>> START DOCUMENT SEGMENT

There are several variations on this theme. Lets see briefly in theory what
they are.
The first possibility, which I have implemented, is based on a program by
Frank Paxti that I found a while ago on Hornet.org (which is closed now
unfortunately :_( ). The idea is to work on a per-pixel basis. When you move
a pixel up, you randomly displace its x coordinate by -1, 0, or 1. You also
decrease its color randomly based on a decay value. The fire is kept running
by copying to the bottom line a few random colored pixels which are
smoothed (only the bottom line that is) so that the fire will spread left and
right. This really looks real good. I'm not posting the source I've written
to my homepage because its basically a C translation of what that other guy
had done in pascal/asm, mail me (darki@multimania.com) if you desperately
want to have a look at it or browse the ruins of Hornet.org and see if you
can find the original still there...

Other ideas for a better fire effect would be to distort the bitmap with an
image warping algorithm on top of the rest, I don't know if this would really
look good and I haven't tried to implement it. Its up to you to see ...
You might also try to code this effect with high/true color video modes
(15,16,24 and 32bit). It would probably require a color table to emulate the
palette hardware ...

>> END DOCUMENT SEGMENT
>> START RECORDED INFORMATION

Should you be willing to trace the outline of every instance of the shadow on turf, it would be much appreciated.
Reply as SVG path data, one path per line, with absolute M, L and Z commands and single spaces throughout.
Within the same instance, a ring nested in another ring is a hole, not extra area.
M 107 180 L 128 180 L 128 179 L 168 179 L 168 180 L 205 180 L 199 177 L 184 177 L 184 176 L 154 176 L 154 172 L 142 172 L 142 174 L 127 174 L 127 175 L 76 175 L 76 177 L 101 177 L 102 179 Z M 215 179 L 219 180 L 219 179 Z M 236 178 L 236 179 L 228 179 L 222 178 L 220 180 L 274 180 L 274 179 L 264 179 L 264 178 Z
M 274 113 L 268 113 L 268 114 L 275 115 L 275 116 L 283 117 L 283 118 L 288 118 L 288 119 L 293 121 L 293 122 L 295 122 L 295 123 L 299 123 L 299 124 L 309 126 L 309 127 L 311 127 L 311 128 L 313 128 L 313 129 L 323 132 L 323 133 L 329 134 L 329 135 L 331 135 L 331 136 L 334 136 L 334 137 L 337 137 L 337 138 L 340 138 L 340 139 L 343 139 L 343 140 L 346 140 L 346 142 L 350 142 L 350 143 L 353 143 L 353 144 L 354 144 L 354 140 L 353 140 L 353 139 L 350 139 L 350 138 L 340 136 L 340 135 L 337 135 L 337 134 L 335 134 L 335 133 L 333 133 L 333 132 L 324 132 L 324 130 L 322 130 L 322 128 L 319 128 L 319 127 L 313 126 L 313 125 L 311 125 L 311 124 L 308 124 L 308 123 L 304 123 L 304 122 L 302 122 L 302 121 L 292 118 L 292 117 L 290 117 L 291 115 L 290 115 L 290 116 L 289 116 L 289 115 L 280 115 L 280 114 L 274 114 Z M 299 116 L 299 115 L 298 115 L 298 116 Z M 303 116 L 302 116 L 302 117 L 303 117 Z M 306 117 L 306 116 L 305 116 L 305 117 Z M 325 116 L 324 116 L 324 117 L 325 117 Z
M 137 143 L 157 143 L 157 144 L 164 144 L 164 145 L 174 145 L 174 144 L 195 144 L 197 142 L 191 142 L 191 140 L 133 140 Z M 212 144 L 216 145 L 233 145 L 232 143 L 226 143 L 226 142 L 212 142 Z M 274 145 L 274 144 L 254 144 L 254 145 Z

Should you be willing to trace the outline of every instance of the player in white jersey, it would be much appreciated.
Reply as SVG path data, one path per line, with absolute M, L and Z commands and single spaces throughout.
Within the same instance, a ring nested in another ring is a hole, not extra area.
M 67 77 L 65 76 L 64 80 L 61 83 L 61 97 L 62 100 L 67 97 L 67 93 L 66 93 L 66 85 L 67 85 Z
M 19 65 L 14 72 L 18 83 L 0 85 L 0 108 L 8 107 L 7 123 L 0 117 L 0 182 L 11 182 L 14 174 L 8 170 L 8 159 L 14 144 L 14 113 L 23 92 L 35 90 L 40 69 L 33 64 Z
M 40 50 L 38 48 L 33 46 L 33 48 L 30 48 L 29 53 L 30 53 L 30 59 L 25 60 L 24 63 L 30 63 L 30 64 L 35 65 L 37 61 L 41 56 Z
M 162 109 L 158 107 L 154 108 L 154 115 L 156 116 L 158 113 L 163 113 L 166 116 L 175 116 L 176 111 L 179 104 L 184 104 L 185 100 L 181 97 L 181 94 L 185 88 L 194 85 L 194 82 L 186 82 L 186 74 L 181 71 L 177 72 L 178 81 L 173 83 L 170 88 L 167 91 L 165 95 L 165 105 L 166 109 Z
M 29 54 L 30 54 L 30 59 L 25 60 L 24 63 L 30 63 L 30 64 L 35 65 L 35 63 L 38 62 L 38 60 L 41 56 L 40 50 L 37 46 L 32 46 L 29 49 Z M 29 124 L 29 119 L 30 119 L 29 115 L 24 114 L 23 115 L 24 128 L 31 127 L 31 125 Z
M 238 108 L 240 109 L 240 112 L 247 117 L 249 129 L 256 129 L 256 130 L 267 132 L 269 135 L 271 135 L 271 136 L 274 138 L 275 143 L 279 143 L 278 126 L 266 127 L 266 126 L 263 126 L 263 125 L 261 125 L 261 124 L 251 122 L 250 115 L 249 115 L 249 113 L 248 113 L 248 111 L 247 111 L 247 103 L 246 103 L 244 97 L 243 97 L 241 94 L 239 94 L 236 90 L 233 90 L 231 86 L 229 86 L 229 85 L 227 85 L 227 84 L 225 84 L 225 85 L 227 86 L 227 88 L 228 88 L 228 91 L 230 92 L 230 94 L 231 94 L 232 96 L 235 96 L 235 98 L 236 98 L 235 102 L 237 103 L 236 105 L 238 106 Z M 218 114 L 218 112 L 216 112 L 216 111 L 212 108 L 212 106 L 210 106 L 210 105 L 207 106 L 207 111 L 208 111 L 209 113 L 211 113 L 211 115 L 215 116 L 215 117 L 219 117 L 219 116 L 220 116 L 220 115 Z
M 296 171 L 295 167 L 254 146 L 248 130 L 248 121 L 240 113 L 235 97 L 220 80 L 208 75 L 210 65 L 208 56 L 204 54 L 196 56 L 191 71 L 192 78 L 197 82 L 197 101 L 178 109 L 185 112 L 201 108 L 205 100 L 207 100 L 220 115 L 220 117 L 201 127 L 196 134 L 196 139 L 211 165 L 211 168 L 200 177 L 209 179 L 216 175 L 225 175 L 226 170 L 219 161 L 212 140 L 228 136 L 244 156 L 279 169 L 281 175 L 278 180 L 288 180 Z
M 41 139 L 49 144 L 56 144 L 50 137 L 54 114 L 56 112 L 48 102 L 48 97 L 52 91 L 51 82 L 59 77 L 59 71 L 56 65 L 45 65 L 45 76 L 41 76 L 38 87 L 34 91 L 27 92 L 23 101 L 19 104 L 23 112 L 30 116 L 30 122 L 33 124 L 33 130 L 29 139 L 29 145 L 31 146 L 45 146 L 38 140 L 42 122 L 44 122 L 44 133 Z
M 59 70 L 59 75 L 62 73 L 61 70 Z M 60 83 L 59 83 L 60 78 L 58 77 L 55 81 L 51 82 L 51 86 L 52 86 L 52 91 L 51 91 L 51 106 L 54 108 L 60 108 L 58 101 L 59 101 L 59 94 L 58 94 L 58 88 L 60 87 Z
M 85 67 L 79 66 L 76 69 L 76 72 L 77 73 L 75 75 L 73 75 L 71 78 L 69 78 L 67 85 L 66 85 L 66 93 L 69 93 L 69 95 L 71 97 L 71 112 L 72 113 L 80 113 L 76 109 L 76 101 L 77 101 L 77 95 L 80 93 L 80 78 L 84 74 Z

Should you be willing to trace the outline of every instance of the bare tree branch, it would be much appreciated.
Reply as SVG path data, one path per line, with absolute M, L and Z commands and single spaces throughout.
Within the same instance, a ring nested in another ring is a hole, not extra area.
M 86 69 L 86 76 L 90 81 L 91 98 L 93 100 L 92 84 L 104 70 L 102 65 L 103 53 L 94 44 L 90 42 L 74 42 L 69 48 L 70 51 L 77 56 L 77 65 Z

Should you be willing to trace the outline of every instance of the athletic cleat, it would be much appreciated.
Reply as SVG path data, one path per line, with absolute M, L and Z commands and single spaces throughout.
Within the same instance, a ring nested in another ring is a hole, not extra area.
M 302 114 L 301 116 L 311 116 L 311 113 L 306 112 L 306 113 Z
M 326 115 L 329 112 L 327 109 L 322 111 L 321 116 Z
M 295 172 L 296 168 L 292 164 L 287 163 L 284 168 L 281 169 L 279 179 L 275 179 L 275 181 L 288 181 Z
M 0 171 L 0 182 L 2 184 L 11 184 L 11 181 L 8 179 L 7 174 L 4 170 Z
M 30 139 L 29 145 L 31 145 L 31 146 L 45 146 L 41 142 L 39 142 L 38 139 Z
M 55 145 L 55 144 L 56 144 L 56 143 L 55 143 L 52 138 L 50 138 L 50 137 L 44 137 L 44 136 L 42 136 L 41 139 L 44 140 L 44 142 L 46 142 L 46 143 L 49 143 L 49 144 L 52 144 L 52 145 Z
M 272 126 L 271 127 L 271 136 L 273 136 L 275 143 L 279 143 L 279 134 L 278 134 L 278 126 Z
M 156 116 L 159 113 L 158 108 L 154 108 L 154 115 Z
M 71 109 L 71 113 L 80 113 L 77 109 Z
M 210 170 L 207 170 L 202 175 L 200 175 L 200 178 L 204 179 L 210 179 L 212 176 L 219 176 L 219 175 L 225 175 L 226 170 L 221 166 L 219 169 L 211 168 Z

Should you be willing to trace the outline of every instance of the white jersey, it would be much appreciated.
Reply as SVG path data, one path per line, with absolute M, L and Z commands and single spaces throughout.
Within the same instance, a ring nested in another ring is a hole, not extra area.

>> END RECORDED INFORMATION

### [PARTS OF THE EXERCISE]
1) List every bit depth that the fire effect text names for high/true color video modes.
2) According to the fire effect text, on which site did the author find Frank Paxti's program?
3) Rewrite the part of the fire effect text that opens with the words containing "Other ideas for" and closes with "you to see ...", replacing "image warping algorithm" with "ripple distortion routine".
The data are separate material, unrelated to the fire effect text.

### [ANSWER LIST]
1) 15-bit, 16-bit, 24-bit and 32-bit.

2) Hornet.org.

3)
Other ideas for a better fire effect would be to distort the bitmap with an
ripple distortion routine on top of the rest, I don't know if this would really
look good and I haven't tried to implement it. Its up to you to see ...